TASK BRIEF:
Please reproduce the stretch from the line containing "the clear blue" through the end of the rows below, character for character.

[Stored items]
=-=-=

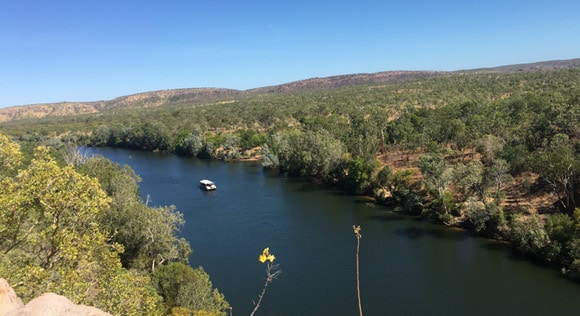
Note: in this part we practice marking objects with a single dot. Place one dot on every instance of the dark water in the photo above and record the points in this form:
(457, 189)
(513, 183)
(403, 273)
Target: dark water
(408, 266)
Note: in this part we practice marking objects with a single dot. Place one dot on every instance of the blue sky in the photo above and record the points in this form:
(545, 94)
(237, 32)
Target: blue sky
(88, 50)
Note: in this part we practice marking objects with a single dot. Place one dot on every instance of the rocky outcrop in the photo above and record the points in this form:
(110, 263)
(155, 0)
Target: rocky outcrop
(48, 304)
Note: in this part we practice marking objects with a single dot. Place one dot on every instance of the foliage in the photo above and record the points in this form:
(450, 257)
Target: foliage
(51, 240)
(66, 231)
(184, 287)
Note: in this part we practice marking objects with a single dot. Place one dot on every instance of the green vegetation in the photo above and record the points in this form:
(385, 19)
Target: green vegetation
(83, 232)
(498, 153)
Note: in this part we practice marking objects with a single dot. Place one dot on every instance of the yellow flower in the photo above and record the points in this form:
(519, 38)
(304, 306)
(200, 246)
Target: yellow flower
(266, 256)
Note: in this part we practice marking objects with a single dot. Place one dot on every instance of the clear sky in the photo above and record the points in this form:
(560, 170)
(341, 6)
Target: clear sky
(88, 50)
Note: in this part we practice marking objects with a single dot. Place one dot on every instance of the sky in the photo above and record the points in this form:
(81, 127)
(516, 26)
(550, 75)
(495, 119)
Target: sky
(89, 50)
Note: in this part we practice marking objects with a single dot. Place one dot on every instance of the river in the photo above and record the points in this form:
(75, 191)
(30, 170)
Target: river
(408, 266)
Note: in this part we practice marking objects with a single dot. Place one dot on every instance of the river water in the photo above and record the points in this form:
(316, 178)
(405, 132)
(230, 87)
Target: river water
(408, 266)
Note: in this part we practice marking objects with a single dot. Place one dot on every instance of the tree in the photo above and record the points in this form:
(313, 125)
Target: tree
(316, 154)
(147, 234)
(184, 287)
(559, 165)
(437, 176)
(10, 156)
(51, 240)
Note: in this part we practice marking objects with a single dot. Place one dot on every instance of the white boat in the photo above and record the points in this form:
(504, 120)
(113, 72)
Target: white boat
(207, 185)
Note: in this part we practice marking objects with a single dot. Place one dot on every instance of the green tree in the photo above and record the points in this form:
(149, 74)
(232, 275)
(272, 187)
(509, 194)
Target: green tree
(185, 287)
(559, 165)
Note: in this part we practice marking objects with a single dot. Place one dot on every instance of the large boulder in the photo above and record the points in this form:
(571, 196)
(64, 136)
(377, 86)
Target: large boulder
(48, 304)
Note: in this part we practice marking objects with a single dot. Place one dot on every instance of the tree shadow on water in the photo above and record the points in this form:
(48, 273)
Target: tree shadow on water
(415, 233)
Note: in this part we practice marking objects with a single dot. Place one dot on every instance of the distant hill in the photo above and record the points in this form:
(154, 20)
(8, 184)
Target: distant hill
(205, 95)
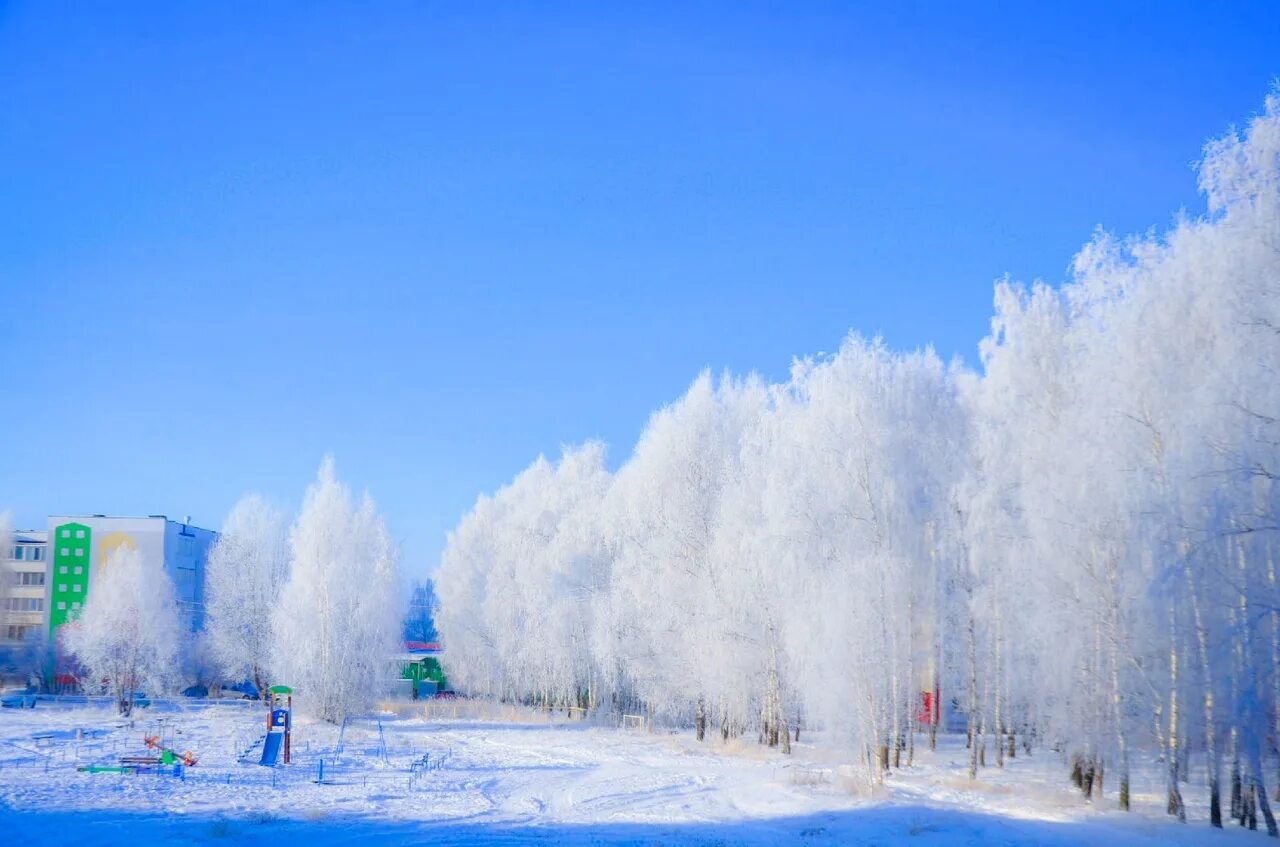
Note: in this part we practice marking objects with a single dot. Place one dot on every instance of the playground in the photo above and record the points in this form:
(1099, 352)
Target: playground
(449, 772)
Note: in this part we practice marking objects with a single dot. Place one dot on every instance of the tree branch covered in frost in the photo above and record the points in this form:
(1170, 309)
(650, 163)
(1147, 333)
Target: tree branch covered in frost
(1077, 545)
(339, 617)
(246, 569)
(127, 637)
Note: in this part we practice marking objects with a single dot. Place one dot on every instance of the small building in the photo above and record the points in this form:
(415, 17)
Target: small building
(420, 665)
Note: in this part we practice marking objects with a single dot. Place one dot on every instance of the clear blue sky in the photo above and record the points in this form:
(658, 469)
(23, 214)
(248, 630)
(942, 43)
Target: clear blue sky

=-=-=

EXPECTED ANSWER:
Note: in this part we practice marking objects with a single dot. Place one dot on every instance of the clear blue sky in the photo above and record the points in this form:
(658, 469)
(23, 214)
(248, 630)
(942, 43)
Target: clear blue sky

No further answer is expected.